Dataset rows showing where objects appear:
____

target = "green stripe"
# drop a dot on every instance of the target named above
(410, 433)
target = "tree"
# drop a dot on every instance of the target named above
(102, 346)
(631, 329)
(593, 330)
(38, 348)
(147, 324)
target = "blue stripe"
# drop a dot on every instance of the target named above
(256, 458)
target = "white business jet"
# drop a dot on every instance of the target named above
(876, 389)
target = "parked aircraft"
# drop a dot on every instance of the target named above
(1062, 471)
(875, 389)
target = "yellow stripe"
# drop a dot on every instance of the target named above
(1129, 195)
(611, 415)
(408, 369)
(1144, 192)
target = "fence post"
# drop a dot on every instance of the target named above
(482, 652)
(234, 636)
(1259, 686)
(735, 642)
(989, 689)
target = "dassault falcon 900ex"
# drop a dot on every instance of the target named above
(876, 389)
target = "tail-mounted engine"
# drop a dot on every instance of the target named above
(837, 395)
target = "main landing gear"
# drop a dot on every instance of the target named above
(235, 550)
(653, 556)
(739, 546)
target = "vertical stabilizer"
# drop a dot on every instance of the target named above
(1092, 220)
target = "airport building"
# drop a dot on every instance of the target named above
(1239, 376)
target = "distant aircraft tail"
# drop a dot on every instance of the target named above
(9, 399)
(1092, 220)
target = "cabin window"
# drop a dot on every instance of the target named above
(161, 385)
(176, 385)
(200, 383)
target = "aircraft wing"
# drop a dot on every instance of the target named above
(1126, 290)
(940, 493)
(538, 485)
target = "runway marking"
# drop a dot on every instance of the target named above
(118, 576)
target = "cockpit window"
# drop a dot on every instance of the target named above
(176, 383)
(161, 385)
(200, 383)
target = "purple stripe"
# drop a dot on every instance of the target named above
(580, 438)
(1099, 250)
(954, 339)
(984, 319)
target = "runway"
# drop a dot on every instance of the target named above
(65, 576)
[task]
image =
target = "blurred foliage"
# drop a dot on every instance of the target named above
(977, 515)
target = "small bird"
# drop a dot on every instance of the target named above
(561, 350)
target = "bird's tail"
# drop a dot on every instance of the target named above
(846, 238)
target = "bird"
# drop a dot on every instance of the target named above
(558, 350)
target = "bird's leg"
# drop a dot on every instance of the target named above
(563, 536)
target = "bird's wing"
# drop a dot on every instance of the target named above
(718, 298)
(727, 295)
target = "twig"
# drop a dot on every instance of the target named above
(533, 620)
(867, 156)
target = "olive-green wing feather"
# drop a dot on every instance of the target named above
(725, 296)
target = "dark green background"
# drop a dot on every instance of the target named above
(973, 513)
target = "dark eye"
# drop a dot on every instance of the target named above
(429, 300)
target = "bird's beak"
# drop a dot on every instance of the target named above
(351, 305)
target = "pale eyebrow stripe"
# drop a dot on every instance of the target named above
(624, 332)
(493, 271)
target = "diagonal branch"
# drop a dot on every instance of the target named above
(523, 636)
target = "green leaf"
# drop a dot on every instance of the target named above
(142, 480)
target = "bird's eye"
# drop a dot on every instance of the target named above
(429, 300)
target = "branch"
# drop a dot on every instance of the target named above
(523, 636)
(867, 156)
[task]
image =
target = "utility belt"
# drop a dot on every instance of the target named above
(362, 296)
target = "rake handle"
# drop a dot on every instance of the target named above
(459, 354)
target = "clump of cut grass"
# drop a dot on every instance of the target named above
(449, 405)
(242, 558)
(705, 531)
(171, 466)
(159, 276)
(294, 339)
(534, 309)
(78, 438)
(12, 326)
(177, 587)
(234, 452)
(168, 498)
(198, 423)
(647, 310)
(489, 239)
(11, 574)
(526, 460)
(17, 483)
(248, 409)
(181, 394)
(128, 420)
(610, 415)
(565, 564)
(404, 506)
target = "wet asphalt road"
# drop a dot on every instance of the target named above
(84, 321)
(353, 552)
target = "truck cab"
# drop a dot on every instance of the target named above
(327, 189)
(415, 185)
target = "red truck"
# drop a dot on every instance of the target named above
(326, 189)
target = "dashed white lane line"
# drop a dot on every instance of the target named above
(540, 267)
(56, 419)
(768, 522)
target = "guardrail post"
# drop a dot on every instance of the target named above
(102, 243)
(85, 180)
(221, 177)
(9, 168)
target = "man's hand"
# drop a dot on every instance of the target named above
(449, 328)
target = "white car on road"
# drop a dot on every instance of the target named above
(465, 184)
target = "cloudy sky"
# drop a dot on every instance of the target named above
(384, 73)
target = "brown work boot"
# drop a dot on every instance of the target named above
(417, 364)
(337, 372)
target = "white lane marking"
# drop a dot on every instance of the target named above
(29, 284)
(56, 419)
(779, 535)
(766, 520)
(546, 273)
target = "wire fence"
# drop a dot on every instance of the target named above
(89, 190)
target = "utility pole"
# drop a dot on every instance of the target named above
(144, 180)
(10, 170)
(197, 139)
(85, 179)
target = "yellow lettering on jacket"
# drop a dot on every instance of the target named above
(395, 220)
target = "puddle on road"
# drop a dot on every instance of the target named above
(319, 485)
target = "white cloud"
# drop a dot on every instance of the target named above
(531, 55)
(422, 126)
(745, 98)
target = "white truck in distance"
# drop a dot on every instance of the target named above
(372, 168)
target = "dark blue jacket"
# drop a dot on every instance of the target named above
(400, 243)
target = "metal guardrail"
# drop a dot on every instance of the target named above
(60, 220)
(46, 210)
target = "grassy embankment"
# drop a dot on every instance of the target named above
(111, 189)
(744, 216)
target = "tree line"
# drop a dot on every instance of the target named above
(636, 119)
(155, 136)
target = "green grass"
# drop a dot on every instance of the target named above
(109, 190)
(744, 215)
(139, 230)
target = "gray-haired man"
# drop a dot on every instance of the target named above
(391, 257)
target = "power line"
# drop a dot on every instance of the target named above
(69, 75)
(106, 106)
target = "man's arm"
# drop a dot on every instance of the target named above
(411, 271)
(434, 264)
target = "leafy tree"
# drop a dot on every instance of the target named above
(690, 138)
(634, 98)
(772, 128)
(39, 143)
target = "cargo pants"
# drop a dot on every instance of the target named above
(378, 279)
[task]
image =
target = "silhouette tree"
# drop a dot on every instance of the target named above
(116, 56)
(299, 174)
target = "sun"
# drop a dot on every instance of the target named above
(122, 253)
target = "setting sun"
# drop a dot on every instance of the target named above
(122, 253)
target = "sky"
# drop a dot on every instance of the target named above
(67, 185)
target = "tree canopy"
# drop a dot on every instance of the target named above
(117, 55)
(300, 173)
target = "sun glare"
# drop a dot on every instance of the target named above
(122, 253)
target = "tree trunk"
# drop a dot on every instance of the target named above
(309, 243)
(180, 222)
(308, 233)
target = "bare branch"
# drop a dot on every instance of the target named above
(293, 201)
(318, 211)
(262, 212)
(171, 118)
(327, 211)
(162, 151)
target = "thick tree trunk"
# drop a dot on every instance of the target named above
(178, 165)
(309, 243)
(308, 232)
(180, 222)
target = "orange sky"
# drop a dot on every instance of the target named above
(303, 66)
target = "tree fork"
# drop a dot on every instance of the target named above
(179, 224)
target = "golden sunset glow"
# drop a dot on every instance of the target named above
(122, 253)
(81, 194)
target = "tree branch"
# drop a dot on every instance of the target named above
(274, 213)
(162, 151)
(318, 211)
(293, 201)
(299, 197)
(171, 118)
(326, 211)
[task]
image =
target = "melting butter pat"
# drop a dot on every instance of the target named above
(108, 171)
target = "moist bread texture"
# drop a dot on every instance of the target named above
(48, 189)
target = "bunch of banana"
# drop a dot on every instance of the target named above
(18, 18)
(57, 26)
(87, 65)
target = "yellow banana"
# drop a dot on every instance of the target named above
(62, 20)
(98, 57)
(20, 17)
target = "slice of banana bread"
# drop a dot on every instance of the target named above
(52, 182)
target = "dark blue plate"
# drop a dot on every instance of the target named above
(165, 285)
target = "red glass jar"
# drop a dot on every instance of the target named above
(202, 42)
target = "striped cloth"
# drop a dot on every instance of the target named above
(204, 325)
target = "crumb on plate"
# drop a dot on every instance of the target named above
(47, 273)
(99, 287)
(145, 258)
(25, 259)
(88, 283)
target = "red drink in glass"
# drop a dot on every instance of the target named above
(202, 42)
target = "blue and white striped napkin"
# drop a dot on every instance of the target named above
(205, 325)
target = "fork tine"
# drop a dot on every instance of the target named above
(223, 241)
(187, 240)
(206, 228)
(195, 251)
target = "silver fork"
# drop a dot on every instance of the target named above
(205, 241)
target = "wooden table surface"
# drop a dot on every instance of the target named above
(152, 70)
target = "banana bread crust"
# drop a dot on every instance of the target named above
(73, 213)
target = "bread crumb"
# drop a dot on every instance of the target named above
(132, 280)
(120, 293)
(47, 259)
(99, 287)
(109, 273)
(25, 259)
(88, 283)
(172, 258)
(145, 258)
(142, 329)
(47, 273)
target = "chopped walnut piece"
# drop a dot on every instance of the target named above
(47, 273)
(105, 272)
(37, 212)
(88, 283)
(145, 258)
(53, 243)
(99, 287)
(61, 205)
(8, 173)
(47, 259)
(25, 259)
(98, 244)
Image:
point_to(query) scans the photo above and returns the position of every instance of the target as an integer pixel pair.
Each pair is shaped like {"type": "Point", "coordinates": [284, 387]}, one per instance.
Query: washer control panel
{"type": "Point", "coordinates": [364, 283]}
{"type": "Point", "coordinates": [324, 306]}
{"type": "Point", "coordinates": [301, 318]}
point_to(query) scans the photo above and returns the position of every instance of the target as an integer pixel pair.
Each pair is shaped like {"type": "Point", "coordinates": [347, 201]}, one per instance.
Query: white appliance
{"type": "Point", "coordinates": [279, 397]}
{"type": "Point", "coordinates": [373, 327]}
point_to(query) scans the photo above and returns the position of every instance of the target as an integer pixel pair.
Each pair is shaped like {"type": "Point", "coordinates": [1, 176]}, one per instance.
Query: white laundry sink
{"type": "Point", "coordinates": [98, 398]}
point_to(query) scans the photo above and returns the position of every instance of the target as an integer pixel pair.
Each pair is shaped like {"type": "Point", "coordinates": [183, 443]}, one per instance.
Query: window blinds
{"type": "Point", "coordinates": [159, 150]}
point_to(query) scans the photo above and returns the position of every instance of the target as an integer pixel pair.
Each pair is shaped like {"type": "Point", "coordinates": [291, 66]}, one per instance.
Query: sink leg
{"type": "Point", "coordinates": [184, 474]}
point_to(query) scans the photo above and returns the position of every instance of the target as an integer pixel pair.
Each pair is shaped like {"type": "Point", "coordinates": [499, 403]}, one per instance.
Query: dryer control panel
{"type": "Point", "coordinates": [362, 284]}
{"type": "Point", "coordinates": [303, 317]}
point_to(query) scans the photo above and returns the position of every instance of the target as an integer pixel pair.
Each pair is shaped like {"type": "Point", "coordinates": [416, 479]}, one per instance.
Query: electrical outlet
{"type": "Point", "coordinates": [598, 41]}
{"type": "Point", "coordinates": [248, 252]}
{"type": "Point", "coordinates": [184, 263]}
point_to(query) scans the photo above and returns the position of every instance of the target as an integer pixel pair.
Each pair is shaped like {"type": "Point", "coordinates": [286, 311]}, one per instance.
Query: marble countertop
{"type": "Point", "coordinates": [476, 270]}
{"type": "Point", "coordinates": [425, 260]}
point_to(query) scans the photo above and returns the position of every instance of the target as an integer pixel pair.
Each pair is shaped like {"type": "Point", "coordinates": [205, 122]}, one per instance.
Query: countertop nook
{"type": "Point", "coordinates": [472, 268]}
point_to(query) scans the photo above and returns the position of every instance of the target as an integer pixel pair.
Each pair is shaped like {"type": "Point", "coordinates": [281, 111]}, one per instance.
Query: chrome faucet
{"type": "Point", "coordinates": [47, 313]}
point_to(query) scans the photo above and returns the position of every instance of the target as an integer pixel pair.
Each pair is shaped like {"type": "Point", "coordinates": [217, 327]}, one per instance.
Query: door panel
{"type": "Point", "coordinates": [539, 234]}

____

## TASK TO COMPLETE
Rewrite the rows from the start through the line containing "(1144, 192)", changing "stripe" to "band" and leaving everything else as it is.

## RESPONSE BELOW
target = "green band"
# drop a dot on every instance of the target named above
(410, 433)
target = "tree"
# drop a dot on every instance of the target named above
(102, 346)
(631, 329)
(593, 330)
(38, 348)
(147, 324)
target = "blue band"
# drop a dot on every instance of the target named above
(256, 458)
target = "white business jet"
# drop a dot on every instance of the target named above
(876, 389)
target = "parked aircraft"
# drop a dot on every instance of the target named above
(1062, 471)
(875, 389)
target = "yellow band"
# drop a dot on every instance of the target named above
(1129, 195)
(611, 415)
(408, 369)
(1144, 192)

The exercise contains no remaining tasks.